→ PROBLEM DESCRIPTION: Extract every line of the records below that contains the string "shoreline", copying each line in full.
— start of SUPPLIED DATA —
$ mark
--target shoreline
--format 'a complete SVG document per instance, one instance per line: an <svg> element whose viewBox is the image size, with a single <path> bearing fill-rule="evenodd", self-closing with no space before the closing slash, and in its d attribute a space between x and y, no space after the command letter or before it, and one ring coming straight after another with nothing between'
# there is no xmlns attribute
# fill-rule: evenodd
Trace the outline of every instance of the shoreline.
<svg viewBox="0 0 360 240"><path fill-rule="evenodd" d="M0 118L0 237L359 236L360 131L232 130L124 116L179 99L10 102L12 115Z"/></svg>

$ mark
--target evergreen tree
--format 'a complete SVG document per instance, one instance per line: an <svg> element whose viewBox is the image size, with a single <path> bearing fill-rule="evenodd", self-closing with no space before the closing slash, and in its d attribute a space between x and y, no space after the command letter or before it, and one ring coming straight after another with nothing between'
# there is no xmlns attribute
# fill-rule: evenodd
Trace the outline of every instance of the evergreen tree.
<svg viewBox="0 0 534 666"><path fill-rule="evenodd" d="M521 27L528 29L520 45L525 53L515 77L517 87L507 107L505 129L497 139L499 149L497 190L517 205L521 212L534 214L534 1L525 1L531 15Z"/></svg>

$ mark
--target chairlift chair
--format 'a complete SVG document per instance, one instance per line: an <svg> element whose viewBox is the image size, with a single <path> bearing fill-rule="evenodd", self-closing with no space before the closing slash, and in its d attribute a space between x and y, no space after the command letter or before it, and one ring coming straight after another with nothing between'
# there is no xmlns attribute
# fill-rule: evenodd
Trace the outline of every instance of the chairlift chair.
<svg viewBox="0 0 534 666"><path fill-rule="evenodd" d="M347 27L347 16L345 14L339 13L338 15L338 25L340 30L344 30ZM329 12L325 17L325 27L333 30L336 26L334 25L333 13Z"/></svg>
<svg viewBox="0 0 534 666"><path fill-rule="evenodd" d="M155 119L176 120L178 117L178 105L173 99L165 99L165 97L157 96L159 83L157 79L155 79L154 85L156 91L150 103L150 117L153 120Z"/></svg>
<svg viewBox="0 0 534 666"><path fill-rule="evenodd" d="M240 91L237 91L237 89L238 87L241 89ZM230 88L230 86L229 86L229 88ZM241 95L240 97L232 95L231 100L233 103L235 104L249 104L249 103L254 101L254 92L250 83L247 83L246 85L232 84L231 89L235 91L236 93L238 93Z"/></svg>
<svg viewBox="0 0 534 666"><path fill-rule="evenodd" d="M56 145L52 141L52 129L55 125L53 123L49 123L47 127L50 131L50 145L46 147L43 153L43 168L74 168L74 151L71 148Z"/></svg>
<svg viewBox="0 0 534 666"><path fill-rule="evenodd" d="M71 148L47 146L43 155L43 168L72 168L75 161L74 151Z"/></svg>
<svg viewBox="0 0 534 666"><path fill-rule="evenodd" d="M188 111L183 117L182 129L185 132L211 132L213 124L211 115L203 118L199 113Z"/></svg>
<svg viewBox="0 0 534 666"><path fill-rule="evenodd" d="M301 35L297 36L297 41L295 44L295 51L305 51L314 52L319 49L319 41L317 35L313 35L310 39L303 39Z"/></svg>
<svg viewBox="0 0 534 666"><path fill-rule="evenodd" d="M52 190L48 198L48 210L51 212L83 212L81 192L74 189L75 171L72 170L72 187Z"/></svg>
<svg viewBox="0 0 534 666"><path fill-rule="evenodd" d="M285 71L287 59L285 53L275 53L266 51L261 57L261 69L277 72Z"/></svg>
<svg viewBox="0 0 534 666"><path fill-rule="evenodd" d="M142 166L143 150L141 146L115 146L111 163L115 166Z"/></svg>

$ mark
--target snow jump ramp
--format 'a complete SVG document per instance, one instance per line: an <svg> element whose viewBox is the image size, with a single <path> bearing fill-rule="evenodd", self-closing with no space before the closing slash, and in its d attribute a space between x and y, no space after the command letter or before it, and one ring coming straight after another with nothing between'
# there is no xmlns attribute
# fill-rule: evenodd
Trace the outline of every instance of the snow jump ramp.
— end of SUPPLIED DATA —
→ SOLUTION TO THIS PROBLEM:
--target shoreline
Trace the outline of every instance of the shoreline.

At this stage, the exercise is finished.